*** Opening of Supplied passage ***

Lindy Investments III v. Shakertown 1992 Inc.

PER CURIAM: *

Lindy Investments III and Magnolia Creek Apartments (collectively, Lindy) contest the award of relief from judgment, under Federal Rule of Civil Procedure 60(b), to Shakertown 1992, Inc. In the light of Lind/s unreasonable delay in complying with the condition precedent for execution of the judgment entered in 1998, the district court did not abuse its discretion in granting such relief to Shakertown. AFFIRMED.

I.

In 1992, Shakertown sold Lindy shingles for use as siding on two apartment complexes in Louisiana. Soon after installation, the shingles showed signs of deterioration. In 1994, Lindy filed a redhibition action against Shakertown in Louisiana state court. See La. Civ.Code Ann. art. 2520 (defining redhibition as an action for rescission of a sale of a defective product). Shakertown removed the action to federal court.

In 1998, a jury found: although Lindy received $6,845 of value from its use of the shingles, it also suffered damages in the amount of $136,905 for “rescission of sale/reduction of purchase price”; $3,000 for “diminution of value”; and $14,063 in “reasonable expenses”. Lindy did not, *512however, prevail on its claim for $1.8 million to remove and replace the shingles.

The district court entered judgment on 30 September 1998, reflecting the verdict, but also requiring Lindy to “return to Shakertown ... the shingles made the subject of the rescission of sale as a condition precedent to the execution of any money judgment”. No time limit was specified for the return. Our court affirmed, holding return of the defective product was necessary for rescission of sale. Lindy Invs., L.P. v. Shakertown Corp., 209 F.3d 802, 807 (5th Cir.2000).

*** Close of Supplied passage ***
*** Opening of Provided data ***

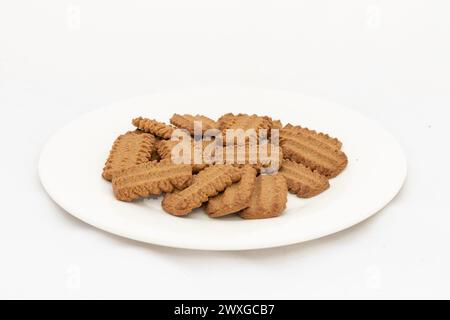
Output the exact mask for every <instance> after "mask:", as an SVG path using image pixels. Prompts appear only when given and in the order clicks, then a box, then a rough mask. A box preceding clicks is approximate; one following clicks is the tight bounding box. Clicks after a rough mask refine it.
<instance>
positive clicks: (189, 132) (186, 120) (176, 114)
mask: <svg viewBox="0 0 450 320" xmlns="http://www.w3.org/2000/svg"><path fill="white" fill-rule="evenodd" d="M195 122H200V123H201V125H202V127H201V128H202V130H201V133H202V134H203V133H205V132H206V131H207V130H211V129H217V123H216V122H215V121H214V120H212V119H210V118H208V117H205V116H202V115H195V116H192V115H190V114H185V115H179V114H176V113H175V114H174V115H173V116H172V118H170V123H171V124H173V125H174V126H175V127H177V128H180V129H185V130H187V131H189V133H190V134H191V135H194V133H195V128H194V123H195Z"/></svg>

*** Close of Provided data ***

About this task: In the court opinion, what amount did the jury find Lindy suffered for "diminution of value"? The material isn't needed here.

Response to the task: $3,000.